* PASSAGE
Professional News

CI, Gatton Alumnus Goes to Google

Matthew Luce, a 2021 information communication technology and marketing graduate
Matthew Luce, a 2021 information communication technology and marketing graduate.

LEXINGTON, Ky. (March 10, 2022) — After cementing his passion for information technology during his undergraduate career, a University of Kentucky College of Communication and Information and Gatton College of Business and Economics alumnus has secured a spot at one of the biggest names in tech — Google.

Matthew Luce, a 2021 information communication technology (ICT) and marketing graduate, will be joining the Google Cloud Team as a cloud technical resident in June 2022. Following his graduation from the University of Texas at Austin McCombs School of Business, he will be working and living out his childhood fantasy at Google’s office in Austin, Texas.

“I remember my dad taking me to work, and we would pass by the server room and when I was growing up, I would always talk to the IT guys,” Luce said. “I was always interested in how that stuff worked and kind of how I could bring that home and set up a mini version of it myself.”

For years Google has consistently been rated by Fortune as the United States’ Best Company to Work For. Google’s parent company, Alphabet, is also in Fortune’s top 10 largest U.S. companies and top 25 largest global companies. For techies like Luce, working for Google is a significant career milestone.

Luce’s road to the tech giant started at Amsted Rail the summer before college. Interning there was just meant to get his foot in the door for IT, but it turned into a five-year affair that set the tone for his profession. Despite management being his primary major, ICT was where his true passions lay. 

But even before finding a home with ICT, Luce joined the Student Activities Board (SAB). Throughout his tenures as SAB’s director of media, director of information technology and vice president of promotions, he not only carved a place for himself on campus, but he helped make the campus a better place for others as well. By instituting tech innovations like mass text message promotions, moving SAB to a higher capacity hosting server and adding closed captions to events, Luce helped give students more opportunities to be involved in campus activities.

“Accessibility is something that in college became really important to me and really relevant,” Luce said. “The reason it became so important to me was that I realized I was very homesick when I came to Kentucky. I lost a lot of weight; I wasn’t enjoying it. Then I joined the Student Activities Board and that really changed my experience. And I am a fully-abled person. How do these experiences vary for people with varying levels of ability? How can we capture these groups that don’t have the same abilities and have different experiences so that they’re still able to interact with our events?”

Connecting with others through technology was one of the main reasons why Luce was attracted to his ICT major. Unlike computer science or engineering, interacting with people is at the core of ICT. In fact, human psychology plays a large part in cyber security, one of the main IT subcategories and one of Luce’s two passions in IT. 

Had it not been for a cyber security class with CI Professor Sherali Zeadally, Luce might have missed out on discovering his interest in the large subfield. He also might not have been as prepared for his career moving forward. He credits Zeadally’s difficult but insightful classes for where he is today.

* PROBLEM TO WORK ON
Copy the stretch from "LEXINGTON, Ky. (March 10, 2022)" through "tech — Google." in the article about Matthew Luce, changing "alumnus" to "graduate".

* PROVIDED DATA

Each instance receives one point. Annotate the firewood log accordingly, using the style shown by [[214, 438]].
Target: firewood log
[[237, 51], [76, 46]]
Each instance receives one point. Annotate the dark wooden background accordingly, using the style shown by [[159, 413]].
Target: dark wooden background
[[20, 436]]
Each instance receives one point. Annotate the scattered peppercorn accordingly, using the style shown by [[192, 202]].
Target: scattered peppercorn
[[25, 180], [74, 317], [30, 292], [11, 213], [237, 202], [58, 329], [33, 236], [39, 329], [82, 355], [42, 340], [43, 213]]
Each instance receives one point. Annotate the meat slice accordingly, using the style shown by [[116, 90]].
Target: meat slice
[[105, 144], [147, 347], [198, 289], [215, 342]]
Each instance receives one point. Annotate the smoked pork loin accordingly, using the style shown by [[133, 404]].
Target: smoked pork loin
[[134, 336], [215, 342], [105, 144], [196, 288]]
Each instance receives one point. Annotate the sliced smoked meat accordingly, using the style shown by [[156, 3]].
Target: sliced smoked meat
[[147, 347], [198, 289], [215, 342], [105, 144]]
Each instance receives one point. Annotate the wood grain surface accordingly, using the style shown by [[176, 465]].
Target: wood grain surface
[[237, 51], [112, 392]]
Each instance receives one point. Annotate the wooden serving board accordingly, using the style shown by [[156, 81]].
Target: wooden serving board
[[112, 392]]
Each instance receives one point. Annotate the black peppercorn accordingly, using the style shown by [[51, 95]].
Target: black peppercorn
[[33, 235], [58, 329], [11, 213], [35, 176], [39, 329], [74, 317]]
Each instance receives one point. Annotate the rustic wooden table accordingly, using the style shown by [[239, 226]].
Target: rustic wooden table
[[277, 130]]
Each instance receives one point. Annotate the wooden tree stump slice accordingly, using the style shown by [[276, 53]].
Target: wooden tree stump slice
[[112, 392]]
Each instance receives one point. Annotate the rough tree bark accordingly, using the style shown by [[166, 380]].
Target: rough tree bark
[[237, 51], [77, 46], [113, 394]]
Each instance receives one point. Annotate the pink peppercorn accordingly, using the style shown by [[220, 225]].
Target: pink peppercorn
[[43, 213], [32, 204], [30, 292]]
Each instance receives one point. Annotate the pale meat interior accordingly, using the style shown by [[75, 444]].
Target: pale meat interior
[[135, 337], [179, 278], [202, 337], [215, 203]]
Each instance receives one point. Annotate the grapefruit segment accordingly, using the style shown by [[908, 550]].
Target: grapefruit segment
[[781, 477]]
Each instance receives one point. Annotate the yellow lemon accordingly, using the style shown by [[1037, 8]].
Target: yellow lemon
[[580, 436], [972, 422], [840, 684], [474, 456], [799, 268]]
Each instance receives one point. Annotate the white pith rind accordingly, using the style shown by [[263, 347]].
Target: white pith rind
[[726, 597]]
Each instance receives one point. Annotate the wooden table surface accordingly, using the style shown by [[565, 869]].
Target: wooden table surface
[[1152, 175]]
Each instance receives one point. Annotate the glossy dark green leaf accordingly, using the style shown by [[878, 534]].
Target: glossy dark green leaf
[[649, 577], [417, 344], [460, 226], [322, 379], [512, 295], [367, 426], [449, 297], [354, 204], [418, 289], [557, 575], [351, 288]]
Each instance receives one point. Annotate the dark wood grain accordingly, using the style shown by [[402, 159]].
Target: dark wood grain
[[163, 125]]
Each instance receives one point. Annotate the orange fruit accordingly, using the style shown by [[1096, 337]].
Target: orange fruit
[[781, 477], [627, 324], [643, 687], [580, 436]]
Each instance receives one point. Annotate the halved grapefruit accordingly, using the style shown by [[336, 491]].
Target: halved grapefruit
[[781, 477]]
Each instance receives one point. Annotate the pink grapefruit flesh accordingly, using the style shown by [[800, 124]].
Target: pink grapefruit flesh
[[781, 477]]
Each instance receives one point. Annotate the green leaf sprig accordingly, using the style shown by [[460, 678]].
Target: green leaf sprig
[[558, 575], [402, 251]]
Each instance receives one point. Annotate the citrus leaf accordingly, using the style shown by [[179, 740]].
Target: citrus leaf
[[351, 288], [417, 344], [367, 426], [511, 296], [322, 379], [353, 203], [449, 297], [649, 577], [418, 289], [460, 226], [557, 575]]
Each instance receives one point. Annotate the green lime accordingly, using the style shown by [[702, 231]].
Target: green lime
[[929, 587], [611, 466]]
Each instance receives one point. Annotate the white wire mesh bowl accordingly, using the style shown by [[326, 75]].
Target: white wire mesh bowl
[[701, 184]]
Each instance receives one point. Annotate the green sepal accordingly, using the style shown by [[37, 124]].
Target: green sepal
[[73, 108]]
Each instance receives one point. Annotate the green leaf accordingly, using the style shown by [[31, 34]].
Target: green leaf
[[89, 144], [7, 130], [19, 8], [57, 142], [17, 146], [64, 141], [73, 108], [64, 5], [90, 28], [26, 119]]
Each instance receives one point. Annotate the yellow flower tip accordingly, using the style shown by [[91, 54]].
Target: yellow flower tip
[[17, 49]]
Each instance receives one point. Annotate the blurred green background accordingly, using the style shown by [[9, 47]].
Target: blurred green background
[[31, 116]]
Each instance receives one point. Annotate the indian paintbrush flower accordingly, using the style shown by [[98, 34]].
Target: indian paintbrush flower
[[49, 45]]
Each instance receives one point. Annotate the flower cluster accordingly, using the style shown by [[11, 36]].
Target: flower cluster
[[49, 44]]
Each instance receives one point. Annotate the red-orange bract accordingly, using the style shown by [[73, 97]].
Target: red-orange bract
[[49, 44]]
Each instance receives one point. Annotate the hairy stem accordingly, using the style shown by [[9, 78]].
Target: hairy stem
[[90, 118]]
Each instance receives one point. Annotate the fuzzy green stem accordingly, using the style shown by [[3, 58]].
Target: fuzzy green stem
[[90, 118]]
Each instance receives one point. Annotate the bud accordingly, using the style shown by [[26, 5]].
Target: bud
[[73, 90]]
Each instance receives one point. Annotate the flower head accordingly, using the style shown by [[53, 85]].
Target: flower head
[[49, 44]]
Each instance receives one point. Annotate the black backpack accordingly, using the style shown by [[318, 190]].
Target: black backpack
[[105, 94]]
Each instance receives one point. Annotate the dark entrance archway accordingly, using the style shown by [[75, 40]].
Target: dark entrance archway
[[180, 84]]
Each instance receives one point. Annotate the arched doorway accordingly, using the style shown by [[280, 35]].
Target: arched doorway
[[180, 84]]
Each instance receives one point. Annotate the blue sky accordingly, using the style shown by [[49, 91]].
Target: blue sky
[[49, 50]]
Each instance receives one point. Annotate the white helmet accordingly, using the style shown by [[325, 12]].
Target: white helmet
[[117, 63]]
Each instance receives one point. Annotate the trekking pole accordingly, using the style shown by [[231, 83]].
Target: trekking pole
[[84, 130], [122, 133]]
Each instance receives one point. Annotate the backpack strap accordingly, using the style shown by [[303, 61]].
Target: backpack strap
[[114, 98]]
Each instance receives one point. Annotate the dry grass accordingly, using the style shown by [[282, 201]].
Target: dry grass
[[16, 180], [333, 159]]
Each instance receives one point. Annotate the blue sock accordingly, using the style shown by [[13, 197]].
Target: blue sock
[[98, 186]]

* EXERCISE OUTPUT
LEXINGTON, Ky. (March 10, 2022) — After cementing his passion for information technology during his undergraduate career, a University of Kentucky College of Communication and Information and Gatton College of Business and Economics graduate has secured a spot at one of the biggest names in tech — Google.